• [WHAT YOU HAVE TO DO] Reproduce the passage in the inventory shrinkage text below, starting with "2. Analyze loss" and going on through "Improve Shrinkage Control?".

READING TEXT: Begin

How many dollars are walking out your hospital doors in the form of inventory shrinkage? Discover the two steps for using RTLS to take control of shrinkage.

Inventory shrinkage: It’s the difference between your hospital’s documented inventory and what a physical inventory confirms is actually on hand. As medical devices become smaller, more mobile and more valuable, there’s almost always a gap between these two numbers.

The Challenge of Shrinkage Is More Pressing Than Ever

By design, many medical devices have become very portable. That makes them more vulnerable to loss.

By the time you realize a device is missing, it’s often been rendered unusable by the laundering process or compaction in your facility’s trash. In addition, your hospital may see wheelchairs and other mobile assets routinely exit your doors, never to be returned.

Whether caused by accidental loss or intentional theft, the result of inventory shrinkage is the same: spending precious capital funds on replacement equipment. This problem impacts all healthcare stakeholders.

Two Primary Goals of Inventory Shrinkage Best Practices

Inventory shrinkage best practices focus on two primary goals:

  1. Prevent equipment from “walking out the door” whether in a laundry bin, patient transfer to another facility, or inside a visitor’s pocket.
     
  2. Analyze loss history to identify process improvements. Such improvements can help prevent accidental loss while an asset is still recoverable (for example, before it’s inadvertently tossed into biohazard bags or laundry bins). These insights also help you pinpoint the most problematic areas of the facility—in other words, where loss is occurring most frequently.

Location System (RTLS) can help you implement or improve both of those best practices.

How Can RTLS Improve Shrinkage Control?

As you invest in infrastructure to support RTLS healthcare asset tracking, your hospital will need to assess which areas require “chokepoint” detection, such as laundry chutes, docks and exits. These areas are where Low Frequency exciter devices can be installed.  When a tagged asset comes within the exciter range, the RTLS system knows the exact tag location and sends an alert to staff instantly. Exciters can produce a rapid ROI, as preventing the loss of only a small number of devices typically adds up to significant savings in capital equipment budgets.

But keep in mind: Simply tagging assets won’t solve inventory shrinkage. It’s essential to assemble the right team to be involved in the project and design a workflow targeted at specific, suspected loss prevention locations. Such a workflow should include chokepoints that, when entered, trigger alerts automatically sent to the correct party in the organization. That person should be trained and equipped to respond.

Case in Point #1: RWJBarnabas Health

RWJBarnabas Health, New Jersey’s largest healthcare provider, has transformed its day-to-day operations with a large-scale RTLS roll out. RWJ’s implementation includes close to 16,400 assets tagged in seven hospitals. It has saved $1.7 million in capital expenditure by stopping or alerting when an asset leaves the building but also saved on the unnecessary spend to replace the lost asset. 

Case in Point #2: TidalHealth Peninsula Regional

TidalHealth Peninsula Regional (formerly PRMC) in Maryland was one of the first hospitals to leverage RTLS to for shrinkage control. They placed exciters in loading and trash docks and saved more than $60,000 in the first year. Small telemetry monitors were especially prone to loss. Each year, the hospital was losing 10 to 12 monitors at a cost of about $3,000 each. That translates to estimated savings of nearly $36,000 per year on these monitors alone.

READING TEXT: End
STUDY MATERIAL: Begin

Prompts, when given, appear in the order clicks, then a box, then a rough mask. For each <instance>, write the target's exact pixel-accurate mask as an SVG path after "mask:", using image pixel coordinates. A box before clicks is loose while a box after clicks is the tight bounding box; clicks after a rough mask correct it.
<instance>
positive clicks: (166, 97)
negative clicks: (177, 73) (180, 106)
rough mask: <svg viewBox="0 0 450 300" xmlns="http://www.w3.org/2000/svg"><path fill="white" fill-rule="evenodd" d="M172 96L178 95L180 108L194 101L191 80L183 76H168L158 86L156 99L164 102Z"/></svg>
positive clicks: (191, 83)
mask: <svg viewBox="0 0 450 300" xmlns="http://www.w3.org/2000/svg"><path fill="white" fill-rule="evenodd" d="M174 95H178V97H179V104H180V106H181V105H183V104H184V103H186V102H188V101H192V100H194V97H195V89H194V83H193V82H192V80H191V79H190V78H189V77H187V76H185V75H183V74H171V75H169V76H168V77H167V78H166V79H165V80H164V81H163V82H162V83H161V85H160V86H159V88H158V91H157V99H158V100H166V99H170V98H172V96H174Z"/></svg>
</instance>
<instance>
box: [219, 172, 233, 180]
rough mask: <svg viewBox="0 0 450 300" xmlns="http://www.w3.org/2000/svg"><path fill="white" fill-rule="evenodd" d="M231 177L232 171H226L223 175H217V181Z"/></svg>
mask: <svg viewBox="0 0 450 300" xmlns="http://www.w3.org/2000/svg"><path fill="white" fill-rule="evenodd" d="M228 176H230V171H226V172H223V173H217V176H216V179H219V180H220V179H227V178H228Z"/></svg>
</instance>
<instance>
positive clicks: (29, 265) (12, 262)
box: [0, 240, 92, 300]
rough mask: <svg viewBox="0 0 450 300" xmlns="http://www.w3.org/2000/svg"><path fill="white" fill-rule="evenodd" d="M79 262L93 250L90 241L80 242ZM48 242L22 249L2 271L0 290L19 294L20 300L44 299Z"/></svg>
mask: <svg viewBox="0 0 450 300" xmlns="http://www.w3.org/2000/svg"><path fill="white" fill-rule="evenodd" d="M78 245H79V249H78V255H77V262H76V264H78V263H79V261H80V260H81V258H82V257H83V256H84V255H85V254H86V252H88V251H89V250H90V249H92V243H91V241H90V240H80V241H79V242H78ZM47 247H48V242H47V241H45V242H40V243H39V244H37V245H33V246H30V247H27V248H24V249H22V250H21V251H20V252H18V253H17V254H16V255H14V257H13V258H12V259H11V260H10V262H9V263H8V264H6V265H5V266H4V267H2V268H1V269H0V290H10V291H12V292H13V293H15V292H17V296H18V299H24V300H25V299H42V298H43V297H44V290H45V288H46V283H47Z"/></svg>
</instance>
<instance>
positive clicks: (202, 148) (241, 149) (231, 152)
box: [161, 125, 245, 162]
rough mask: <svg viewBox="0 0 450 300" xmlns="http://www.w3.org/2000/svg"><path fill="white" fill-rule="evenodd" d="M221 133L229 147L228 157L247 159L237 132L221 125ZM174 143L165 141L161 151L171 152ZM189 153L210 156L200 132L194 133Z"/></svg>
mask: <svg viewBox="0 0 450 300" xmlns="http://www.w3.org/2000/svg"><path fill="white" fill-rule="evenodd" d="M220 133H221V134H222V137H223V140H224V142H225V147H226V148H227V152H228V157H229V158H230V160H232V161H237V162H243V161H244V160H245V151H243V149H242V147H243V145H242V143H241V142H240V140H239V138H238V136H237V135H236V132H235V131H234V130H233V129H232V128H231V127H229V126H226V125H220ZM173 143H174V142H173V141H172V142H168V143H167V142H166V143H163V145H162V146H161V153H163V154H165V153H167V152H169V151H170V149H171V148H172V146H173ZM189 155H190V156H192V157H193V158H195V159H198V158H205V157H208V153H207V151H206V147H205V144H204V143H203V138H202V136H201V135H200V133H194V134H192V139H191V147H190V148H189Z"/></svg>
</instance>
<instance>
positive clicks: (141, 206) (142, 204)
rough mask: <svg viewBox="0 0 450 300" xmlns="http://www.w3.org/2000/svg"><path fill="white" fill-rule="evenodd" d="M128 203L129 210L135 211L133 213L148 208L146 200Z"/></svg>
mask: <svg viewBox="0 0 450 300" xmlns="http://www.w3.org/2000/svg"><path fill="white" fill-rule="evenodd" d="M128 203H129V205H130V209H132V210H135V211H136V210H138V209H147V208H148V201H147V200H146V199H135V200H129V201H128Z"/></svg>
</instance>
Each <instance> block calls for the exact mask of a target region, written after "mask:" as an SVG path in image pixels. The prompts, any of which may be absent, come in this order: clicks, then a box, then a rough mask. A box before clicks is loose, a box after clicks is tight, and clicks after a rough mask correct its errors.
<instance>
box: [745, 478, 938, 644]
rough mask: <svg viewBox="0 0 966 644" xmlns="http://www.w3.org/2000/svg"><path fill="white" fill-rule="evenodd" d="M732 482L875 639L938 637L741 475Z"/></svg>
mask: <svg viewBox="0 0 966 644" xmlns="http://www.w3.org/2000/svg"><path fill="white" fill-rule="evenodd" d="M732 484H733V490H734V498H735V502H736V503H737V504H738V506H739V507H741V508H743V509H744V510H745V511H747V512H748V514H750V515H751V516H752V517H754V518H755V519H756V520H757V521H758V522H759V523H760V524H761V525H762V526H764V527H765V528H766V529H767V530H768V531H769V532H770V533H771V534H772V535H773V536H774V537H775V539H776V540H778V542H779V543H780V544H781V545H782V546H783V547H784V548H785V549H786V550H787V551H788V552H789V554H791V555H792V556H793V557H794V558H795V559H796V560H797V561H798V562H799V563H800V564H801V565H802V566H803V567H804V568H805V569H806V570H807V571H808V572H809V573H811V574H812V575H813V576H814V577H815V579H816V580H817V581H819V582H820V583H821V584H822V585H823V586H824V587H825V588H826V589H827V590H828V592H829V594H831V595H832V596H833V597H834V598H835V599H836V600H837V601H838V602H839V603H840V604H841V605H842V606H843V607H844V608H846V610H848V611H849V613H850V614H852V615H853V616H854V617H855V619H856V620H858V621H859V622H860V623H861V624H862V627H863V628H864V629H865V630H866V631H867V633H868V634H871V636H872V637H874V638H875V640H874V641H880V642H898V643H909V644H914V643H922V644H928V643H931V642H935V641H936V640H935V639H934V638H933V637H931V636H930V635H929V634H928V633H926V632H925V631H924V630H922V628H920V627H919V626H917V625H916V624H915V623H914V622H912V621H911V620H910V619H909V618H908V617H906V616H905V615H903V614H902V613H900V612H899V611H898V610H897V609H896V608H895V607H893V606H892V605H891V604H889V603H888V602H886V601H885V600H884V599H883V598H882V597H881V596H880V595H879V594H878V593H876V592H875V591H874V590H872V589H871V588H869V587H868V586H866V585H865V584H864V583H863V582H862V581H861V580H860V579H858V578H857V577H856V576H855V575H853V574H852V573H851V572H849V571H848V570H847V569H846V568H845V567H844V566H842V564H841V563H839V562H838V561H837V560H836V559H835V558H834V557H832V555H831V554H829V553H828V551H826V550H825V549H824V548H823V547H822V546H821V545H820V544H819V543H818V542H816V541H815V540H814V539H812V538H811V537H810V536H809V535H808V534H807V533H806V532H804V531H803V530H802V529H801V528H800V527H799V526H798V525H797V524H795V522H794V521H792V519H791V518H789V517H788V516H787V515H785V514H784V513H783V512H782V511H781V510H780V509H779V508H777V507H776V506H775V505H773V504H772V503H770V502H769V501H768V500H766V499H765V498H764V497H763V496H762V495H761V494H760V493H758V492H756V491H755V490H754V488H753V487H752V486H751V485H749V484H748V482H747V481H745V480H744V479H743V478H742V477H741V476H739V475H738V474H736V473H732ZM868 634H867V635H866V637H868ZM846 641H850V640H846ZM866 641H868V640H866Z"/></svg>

STUDY MATERIAL: End

• [SOLUTION TO THIS TASK]
2. Analyze loss history to identify process improvements. Such improvements can help prevent accidental loss while an asset is still recoverable (for example, before it’s inadvertently tossed into biohazard bags or laundry bins). These insights also help you pinpoint the most problematic areas of the facility—in other words, where loss is occurring most frequently.

Location System (RTLS) can help you implement or improve both of those best practices.

How Can RTLS Improve Shrinkage Control?